Stated exercise: Copy the lines below exactly as they appear, changing nothing.

####################

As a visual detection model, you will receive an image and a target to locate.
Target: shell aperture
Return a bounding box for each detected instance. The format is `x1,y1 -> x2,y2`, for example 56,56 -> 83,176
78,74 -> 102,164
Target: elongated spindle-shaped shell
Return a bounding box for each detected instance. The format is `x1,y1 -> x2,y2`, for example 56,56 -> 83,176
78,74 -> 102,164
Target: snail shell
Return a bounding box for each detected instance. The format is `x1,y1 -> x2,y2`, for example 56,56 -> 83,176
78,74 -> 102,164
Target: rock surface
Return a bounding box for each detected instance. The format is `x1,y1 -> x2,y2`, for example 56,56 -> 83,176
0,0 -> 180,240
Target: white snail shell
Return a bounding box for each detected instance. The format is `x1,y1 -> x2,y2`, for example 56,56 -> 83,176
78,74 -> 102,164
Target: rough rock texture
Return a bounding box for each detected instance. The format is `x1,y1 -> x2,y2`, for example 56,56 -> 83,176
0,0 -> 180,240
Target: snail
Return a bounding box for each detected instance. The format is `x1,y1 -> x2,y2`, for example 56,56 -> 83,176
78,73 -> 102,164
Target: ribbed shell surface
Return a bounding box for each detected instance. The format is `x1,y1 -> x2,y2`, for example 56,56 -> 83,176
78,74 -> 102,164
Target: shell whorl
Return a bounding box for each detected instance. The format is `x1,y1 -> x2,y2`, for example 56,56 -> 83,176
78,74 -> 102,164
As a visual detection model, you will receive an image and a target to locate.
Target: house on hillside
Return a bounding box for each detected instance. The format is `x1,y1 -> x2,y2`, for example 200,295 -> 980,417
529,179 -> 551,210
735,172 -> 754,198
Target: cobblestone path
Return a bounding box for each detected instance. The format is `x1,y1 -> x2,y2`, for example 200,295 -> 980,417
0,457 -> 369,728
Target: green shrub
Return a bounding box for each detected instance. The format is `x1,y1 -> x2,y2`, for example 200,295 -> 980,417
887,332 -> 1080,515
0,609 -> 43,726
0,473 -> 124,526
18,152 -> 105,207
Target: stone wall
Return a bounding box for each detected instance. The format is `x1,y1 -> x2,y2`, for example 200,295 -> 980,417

####################

Finished task:
As a visual detection model, you will receive an image and a target to locate.
Target: shell aperture
Return a bounding box for each detected instance. The format is `x1,y1 -> x2,y2`, for example 56,56 -> 83,176
78,74 -> 102,164
Target: elongated spindle-shaped shell
Return a bounding box for each detected instance. The format is `x1,y1 -> x2,y2`, for example 56,56 -> 83,176
78,74 -> 102,164
Target: snail shell
Return a bounding box for each detected instance. The format is `x1,y1 -> x2,y2`, for example 56,56 -> 83,176
78,74 -> 102,164
Target: rock surface
Return a bounding box for each detected instance. The format is `x1,y1 -> x2,y2`, for example 56,56 -> 83,176
0,0 -> 180,240
Target: white snail shell
Return a bounding box for each detected instance. The format is `x1,y1 -> x2,y2`, for example 56,56 -> 83,176
78,74 -> 102,164
Target: rough rock texture
Return a bounding box for each detected instance. The format is `x1,y1 -> x2,y2`, for example 56,56 -> 83,176
0,0 -> 180,240
Target: snail
Return a bounding box for each detected instance. The format is `x1,y1 -> x2,y2`, for example 56,56 -> 83,176
78,73 -> 102,164
Target: ribbed shell surface
Return a bounding box for each detected instance. The format is `x1,y1 -> x2,y2`, for example 56,56 -> 83,176
78,74 -> 102,164
Target: shell whorl
Return a bounding box for each detected instance. The format is `x1,y1 -> x2,y2`, for example 56,56 -> 83,176
78,74 -> 102,164
As a visual detection model, you will receive an image and a target to locate.
Target: house on hillside
Return a bounding box for each detected instance. The format is `x1,y1 -> x2,y2`, for example 200,295 -> 980,417
529,179 -> 551,210
735,172 -> 754,198
Target: cobblestone path
Return a bounding box for each detected instance. The format is `x1,y1 -> x2,y2`, for example 200,295 -> 980,417
0,457 -> 369,728
Target: green shrub
Return a bounding box for each detected instance. The format is `x1,y1 -> x2,y2`, for example 200,295 -> 980,417
887,332 -> 1080,515
0,609 -> 43,726
0,473 -> 124,526
18,152 -> 105,207
Target: stone wall
Return a bounding box for each detected instance. The format is `x1,y1 -> x2,y2`, for example 200,295 -> 980,417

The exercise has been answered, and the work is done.